_What the task requires_
Copy all of the lines below word for word, leaving out the pictures.

* Start The records *

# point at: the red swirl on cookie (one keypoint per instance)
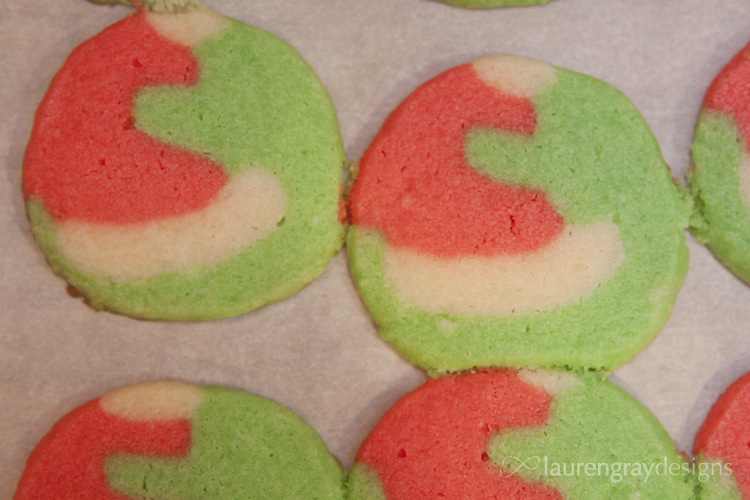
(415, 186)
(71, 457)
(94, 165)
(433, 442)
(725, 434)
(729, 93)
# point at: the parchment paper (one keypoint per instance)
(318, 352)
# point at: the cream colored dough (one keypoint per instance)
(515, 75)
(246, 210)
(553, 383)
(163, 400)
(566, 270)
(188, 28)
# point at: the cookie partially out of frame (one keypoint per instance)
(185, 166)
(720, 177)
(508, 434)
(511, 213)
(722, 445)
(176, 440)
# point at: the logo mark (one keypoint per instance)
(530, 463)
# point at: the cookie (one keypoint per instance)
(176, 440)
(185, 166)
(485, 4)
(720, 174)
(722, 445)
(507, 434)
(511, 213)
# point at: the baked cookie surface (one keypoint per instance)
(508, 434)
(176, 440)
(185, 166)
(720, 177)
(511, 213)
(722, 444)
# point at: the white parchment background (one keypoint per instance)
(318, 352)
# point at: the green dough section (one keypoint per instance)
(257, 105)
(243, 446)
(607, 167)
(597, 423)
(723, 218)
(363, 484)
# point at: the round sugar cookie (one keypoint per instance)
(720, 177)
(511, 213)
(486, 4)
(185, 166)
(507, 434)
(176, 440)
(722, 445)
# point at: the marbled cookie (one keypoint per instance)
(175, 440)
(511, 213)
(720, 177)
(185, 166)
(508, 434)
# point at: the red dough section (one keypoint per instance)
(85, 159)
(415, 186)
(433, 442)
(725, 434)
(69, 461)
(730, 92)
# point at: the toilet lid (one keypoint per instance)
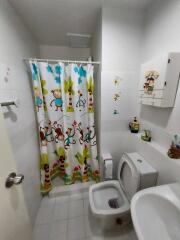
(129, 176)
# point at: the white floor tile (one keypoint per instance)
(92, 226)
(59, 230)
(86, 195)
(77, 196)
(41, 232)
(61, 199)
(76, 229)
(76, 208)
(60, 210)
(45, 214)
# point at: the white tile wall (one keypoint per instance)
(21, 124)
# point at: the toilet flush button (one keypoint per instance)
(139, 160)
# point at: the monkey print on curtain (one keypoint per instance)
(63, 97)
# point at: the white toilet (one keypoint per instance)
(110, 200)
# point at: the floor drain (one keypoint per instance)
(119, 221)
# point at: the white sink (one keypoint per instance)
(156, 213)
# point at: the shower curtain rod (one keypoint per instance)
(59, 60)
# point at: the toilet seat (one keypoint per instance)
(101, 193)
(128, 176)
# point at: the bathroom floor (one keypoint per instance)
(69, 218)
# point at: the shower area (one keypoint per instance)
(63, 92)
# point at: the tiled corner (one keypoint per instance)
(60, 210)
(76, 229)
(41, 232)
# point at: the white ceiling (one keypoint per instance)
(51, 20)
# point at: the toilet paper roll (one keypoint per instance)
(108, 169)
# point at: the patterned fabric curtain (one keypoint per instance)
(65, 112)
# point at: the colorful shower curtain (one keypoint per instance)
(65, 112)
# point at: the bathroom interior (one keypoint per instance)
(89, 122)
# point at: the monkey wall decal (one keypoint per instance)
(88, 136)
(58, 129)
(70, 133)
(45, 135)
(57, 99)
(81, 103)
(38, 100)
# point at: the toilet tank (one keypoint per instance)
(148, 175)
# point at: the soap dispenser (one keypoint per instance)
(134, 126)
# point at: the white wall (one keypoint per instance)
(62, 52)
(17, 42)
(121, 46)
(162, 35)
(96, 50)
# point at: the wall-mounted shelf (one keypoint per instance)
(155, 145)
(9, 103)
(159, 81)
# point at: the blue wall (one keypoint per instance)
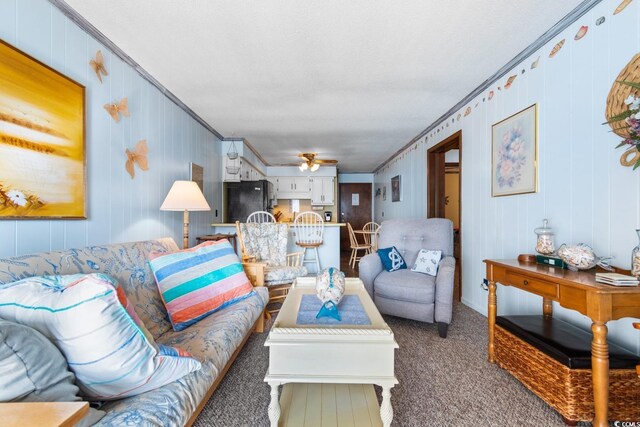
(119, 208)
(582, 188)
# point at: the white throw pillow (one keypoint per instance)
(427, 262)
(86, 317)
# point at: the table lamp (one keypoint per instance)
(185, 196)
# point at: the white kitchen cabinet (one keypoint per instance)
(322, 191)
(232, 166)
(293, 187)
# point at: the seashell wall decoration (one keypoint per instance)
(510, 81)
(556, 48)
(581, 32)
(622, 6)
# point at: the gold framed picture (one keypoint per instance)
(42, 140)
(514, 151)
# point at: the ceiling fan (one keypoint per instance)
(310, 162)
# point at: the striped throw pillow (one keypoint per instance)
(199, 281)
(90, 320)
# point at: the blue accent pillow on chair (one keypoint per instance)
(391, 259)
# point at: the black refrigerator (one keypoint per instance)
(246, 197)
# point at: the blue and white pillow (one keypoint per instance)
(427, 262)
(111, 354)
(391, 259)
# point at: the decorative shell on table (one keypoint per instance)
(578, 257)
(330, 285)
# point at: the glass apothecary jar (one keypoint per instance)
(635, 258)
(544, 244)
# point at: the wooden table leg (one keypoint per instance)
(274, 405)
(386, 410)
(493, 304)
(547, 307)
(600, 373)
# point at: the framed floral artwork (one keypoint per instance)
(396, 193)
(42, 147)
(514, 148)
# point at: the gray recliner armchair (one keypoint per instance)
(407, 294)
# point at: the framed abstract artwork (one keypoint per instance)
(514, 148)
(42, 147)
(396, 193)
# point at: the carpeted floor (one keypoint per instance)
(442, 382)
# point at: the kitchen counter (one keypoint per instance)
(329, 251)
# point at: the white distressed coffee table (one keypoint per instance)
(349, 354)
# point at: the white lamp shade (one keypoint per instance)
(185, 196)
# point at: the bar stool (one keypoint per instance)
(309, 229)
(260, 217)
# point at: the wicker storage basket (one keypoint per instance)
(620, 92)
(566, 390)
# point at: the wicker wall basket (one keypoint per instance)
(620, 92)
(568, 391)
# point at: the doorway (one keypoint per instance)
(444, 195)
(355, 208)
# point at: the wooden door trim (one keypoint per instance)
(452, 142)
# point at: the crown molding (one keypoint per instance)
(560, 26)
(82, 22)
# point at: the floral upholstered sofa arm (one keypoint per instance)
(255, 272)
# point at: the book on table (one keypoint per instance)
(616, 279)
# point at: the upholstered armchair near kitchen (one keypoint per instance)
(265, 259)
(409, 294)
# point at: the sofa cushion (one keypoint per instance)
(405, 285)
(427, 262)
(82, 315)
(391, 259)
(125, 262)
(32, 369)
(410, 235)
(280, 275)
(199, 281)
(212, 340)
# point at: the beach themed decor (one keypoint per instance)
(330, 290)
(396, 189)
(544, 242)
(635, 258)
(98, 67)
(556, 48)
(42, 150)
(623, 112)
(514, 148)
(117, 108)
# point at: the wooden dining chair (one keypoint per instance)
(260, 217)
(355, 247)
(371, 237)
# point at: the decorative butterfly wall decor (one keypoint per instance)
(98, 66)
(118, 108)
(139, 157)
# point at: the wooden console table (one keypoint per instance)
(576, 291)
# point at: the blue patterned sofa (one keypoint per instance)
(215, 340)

* End The records *

_Response for this exercise_
# point at: the red swirl on cookie (one keypoint per instance)
(415, 186)
(71, 457)
(94, 165)
(433, 442)
(725, 434)
(729, 93)
# point at: the parchment paper (one keypoint per instance)
(318, 352)
# point at: the cream colored dough (one keypoint per instance)
(515, 75)
(246, 210)
(553, 383)
(163, 400)
(566, 270)
(188, 28)
# point at: the cookie partially out of frame (one keypoint per instance)
(185, 166)
(720, 177)
(508, 434)
(511, 213)
(722, 445)
(176, 440)
# point at: the logo mark (one keypoint per instance)
(530, 463)
# point at: the cookie (one keypoint per instance)
(176, 440)
(185, 166)
(485, 4)
(720, 174)
(722, 445)
(507, 434)
(511, 213)
# point at: the baked cookie surface (one keypoint per instance)
(508, 434)
(176, 440)
(185, 166)
(720, 177)
(511, 213)
(722, 444)
# point at: the white parchment background (one keypoint per instance)
(318, 352)
# point at: the green dough section (one keypoint per instance)
(257, 105)
(243, 446)
(607, 167)
(597, 423)
(723, 218)
(363, 484)
# point at: the round sugar cookie (one keypoint per instance)
(720, 177)
(511, 213)
(486, 4)
(185, 166)
(507, 434)
(176, 440)
(722, 445)
# point at: the marbled cookie (one keypoint per instance)
(175, 440)
(511, 213)
(720, 177)
(185, 166)
(508, 434)
# point at: the red dough section (one keypoint per instance)
(85, 159)
(415, 186)
(433, 442)
(725, 434)
(69, 461)
(730, 92)
# point at: the toilet lid (one keypoint per instance)
(129, 176)
# point at: the white floor tile (one keypoint per instance)
(92, 226)
(59, 230)
(86, 195)
(77, 196)
(41, 232)
(61, 199)
(76, 229)
(76, 208)
(60, 210)
(45, 214)
# point at: the white tile wall (one keypoint per instance)
(21, 124)
# point at: the toilet flush button (one keypoint per instance)
(139, 160)
# point at: the monkey print on curtain (one keypoint per instance)
(63, 97)
# point at: the white toilet (one keypoint per instance)
(110, 200)
# point at: the floor drain (one keypoint per instance)
(119, 221)
# point at: the white sink (one keypoint per instance)
(156, 213)
# point at: the shower curtain rod (one keypoint per instance)
(59, 60)
# point at: the toilet seat (one keypoint per instance)
(101, 193)
(128, 176)
# point at: the bathroom floor (one keypoint per instance)
(69, 218)
# point at: the shower area (one keypoint per instance)
(63, 92)
# point at: the tiled corner (one keypoint per instance)
(60, 210)
(76, 229)
(41, 232)
# point at: the white ceiling (one keypoint per instance)
(51, 20)
# point at: the toilet paper roll (one keypoint per instance)
(108, 169)
# point at: the patterned fabric curtain (one keypoint per instance)
(65, 112)
# point at: the colorful shower curtain (one keypoint per instance)
(65, 112)
# point at: the bathroom interior (one keypoint per instance)
(89, 122)
# point at: the monkey wall decal (one keypoint per instance)
(88, 136)
(58, 129)
(70, 133)
(45, 135)
(57, 99)
(81, 103)
(38, 100)
# point at: the toilet tank (one keypoint per instance)
(148, 175)
# point at: the soap dispenser (one keypoint per instance)
(134, 126)
# point at: the white wall (one keypoint per instance)
(62, 52)
(17, 42)
(121, 46)
(162, 35)
(96, 50)
# point at: the wall-mounted shelf (one keypoint per instance)
(155, 145)
(9, 103)
(159, 81)
# point at: the blue wall (one keypoint per instance)
(119, 208)
(582, 188)
# point at: the white throw pillow (one keypoint per instance)
(427, 262)
(86, 317)
# point at: the table lamp (one keypoint per instance)
(185, 196)
# point at: the white kitchen cabinet (one keypoint per instance)
(322, 191)
(232, 166)
(293, 187)
# point at: the seashell wall decoration (one keypoint per instance)
(510, 81)
(556, 48)
(581, 32)
(622, 6)
# point at: the gold framed picture (one keypoint per instance)
(42, 140)
(514, 151)
# point at: the ceiling fan (one keypoint per instance)
(310, 162)
# point at: the striped throw pillow (one keypoint per instance)
(199, 281)
(90, 320)
# point at: the blue accent pillow on chair (one keypoint per instance)
(391, 259)
# point at: the black refrigerator (one keypoint per instance)
(246, 197)
# point at: the blue and white pillow (one keypoint per instance)
(427, 262)
(111, 354)
(391, 259)
# point at: the decorative shell on table (one keypoint per instance)
(578, 257)
(330, 285)
# point at: the glass apothecary jar (one keypoint per instance)
(635, 258)
(544, 244)
# point at: the wooden table leg (one keypoint per instance)
(274, 405)
(386, 410)
(493, 304)
(547, 307)
(600, 373)
# point at: the framed floral artwork (one keypoint per instance)
(396, 193)
(42, 147)
(514, 148)
# point at: the gray recliner armchair (one keypoint per instance)
(407, 294)
# point at: the framed abstract artwork (one keypoint per instance)
(514, 148)
(42, 147)
(396, 193)
# point at: the carpeted floor (one keypoint per instance)
(442, 382)
# point at: the kitchen counter (one keypoint per instance)
(329, 251)
# point at: the white distressed coffee table (one keypoint per instance)
(349, 354)
# point at: the white lamp shade (one keypoint per instance)
(185, 196)
# point at: the bar stool (one keypoint per instance)
(309, 229)
(260, 217)
# point at: the wicker storage basket (one keypoint per instance)
(620, 92)
(566, 390)
# point at: the wicker wall basket (one keypoint per instance)
(620, 92)
(568, 391)
# point at: the doorway (one keypoint per instance)
(444, 195)
(355, 208)
# point at: the wooden door trim (one keypoint per instance)
(452, 142)
# point at: the crown molding (one keypoint per instance)
(560, 26)
(82, 22)
# point at: the floral upholstered sofa arm (one keypoint per instance)
(255, 272)
# point at: the book on table (one keypoint per instance)
(616, 279)
# point at: the upholstered armchair near kitchen (one keypoint per instance)
(265, 259)
(409, 294)
# point at: the sofa cushion (one keypoint per instance)
(405, 285)
(427, 262)
(82, 315)
(391, 259)
(125, 262)
(32, 369)
(410, 235)
(280, 275)
(199, 281)
(212, 340)
# point at: the beach themed decor (one keypoint per instance)
(330, 290)
(396, 189)
(544, 242)
(635, 258)
(98, 67)
(556, 48)
(42, 150)
(623, 112)
(514, 148)
(117, 108)
# point at: the wooden dining chair (one keypoint per instance)
(260, 217)
(355, 247)
(371, 237)
# point at: the decorative butterfly wall decor (one keypoint per instance)
(98, 66)
(118, 108)
(139, 157)
# point at: the wooden console table (one keypoint per instance)
(576, 291)
# point at: the blue patterned sofa (one keypoint per instance)
(215, 340)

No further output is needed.